== Texto para ler ==
========

Nem mesmo os homens aparentemente mais desconstruídos, popularmente chamados de “esquerdomachos”, escapam da crítica de Biller. Nas interações entre Elaine e Gahan (Jared Sanford), fica claro que o bruxo sacerdote, que apresenta um discurso feminista, de empoderamento, e que defende a liberdade sexual das mulheres, parece se aproveitar desse mesmo discurso para abusar sexualmente das mulheres nos rituais de iniciação do culto.
Retornemos, então, à obsessão de Elaine, o foco da narrativa. Na verdade, parte da carga crítica da obra vem da ironia que emerge quando as táticas de conquista da protagonista dão errado; na verdade, elas funcionam tão bem, que o tiro sai pela culatra. Elaine deixa os homens literalmente ensandecidos de amor. Porém, eles não sabem lidar com os próprios sentimentos, não estão acostumados a encararem de frente emoções tão profundas. Pelo contrário, estão acostumados a reprimir afetos e, por isso, acabam morrendo de amor quando Elaine estremece seus bloqueios emocionais.
O primeiro deles é o professor de literatura da universidade local, Wayne (Jeffrey Vicent Parise). Trata-se de um homem culto, que ama poesia, dono de uma sensibilidade latente. Por outro lado, Wayne é um mulherengo inveterado, que diz “amar as mulheres”, mas não consegue estabelecer um relacionamento duradouro com nenhuma. Nas falas do personagem, ele revela que nenhuma mulher se enquadra nas suas exigências: “todas as mulheres por quem me atraio [fisicamente] nunca são inteligentes o suficiente, e todas as mulheres inteligentes não me fazem sentir [fisicamente] atraído”. Já conformado com o fato de que ele nunca encontraria a mulher ideal, ele se dizia um lobo solitário. Quando Elaine entra em sua vida, Wayne não consegue entender ou lidar com a intensidade de seus sentimentos, e acaba se tornando um namorado grudento, codependente, exigindo que ela sempre estivesse ao seu dispor – outra ironia: inicialmente, Wayne comenta com Elaine que ela era diferente das outras mulheres por, justamente, não exigir promessas de comprometimento e apego. Por fim, sem conseguir manejar a relação, Wayne tem um ataque cardíaco fatal.

========

(Registros do conjunto de dados)
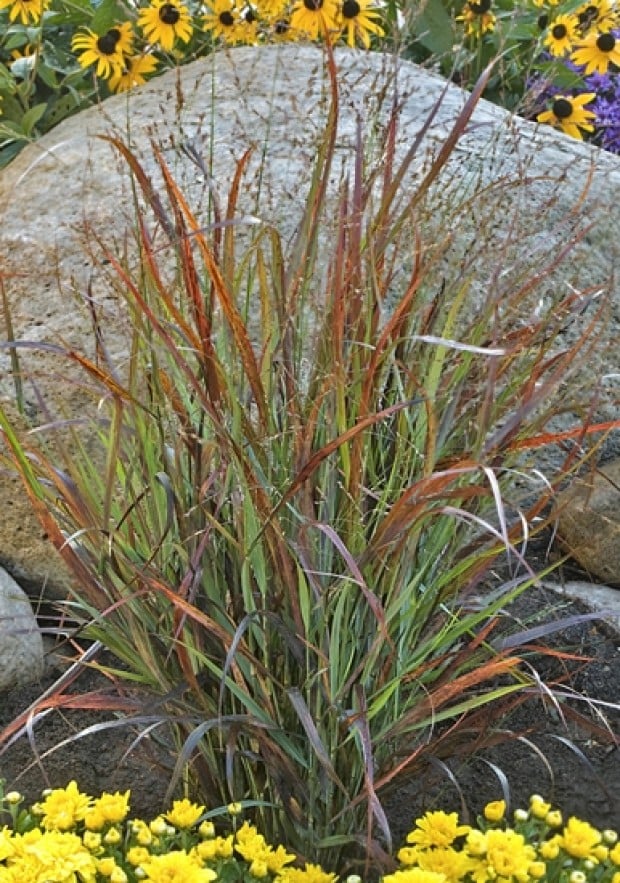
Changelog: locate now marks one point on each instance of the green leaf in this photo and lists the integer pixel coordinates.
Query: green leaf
(107, 14)
(32, 117)
(435, 28)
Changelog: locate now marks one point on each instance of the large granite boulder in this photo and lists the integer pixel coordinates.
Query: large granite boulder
(534, 189)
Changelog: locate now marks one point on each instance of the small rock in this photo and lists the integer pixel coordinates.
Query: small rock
(21, 646)
(589, 522)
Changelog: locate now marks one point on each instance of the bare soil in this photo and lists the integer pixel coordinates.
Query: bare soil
(575, 766)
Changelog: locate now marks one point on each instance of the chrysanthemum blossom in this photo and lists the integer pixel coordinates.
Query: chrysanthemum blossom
(64, 807)
(315, 18)
(569, 114)
(579, 838)
(597, 52)
(165, 21)
(437, 829)
(105, 51)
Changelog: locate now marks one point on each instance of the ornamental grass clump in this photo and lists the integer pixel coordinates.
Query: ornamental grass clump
(312, 461)
(69, 836)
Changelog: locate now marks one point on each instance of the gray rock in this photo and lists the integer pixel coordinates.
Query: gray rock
(21, 646)
(589, 522)
(533, 186)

========

== O que fazer ==
Transcreva do texto sobre Elaine o trecho que começa em "Nem mesmo os" e termina em "iniciação do culto.", sem alterar nenhuma palavra.

== Resultado ==
Nem mesmo os homens aparentemente mais desconstruídos, popularmente chamados de “esquerdomachos”, escapam da crítica de Biller. Nas interações entre Elaine e Gahan (Jared Sanford), fica claro que o bruxo sacerdote, que apresenta um discurso feminista, de empoderamento, e que defende a liberdade sexual das mulheres, parece se aproveitar desse mesmo discurso para abusar sexualmente das mulheres nos rituais de iniciação do culto.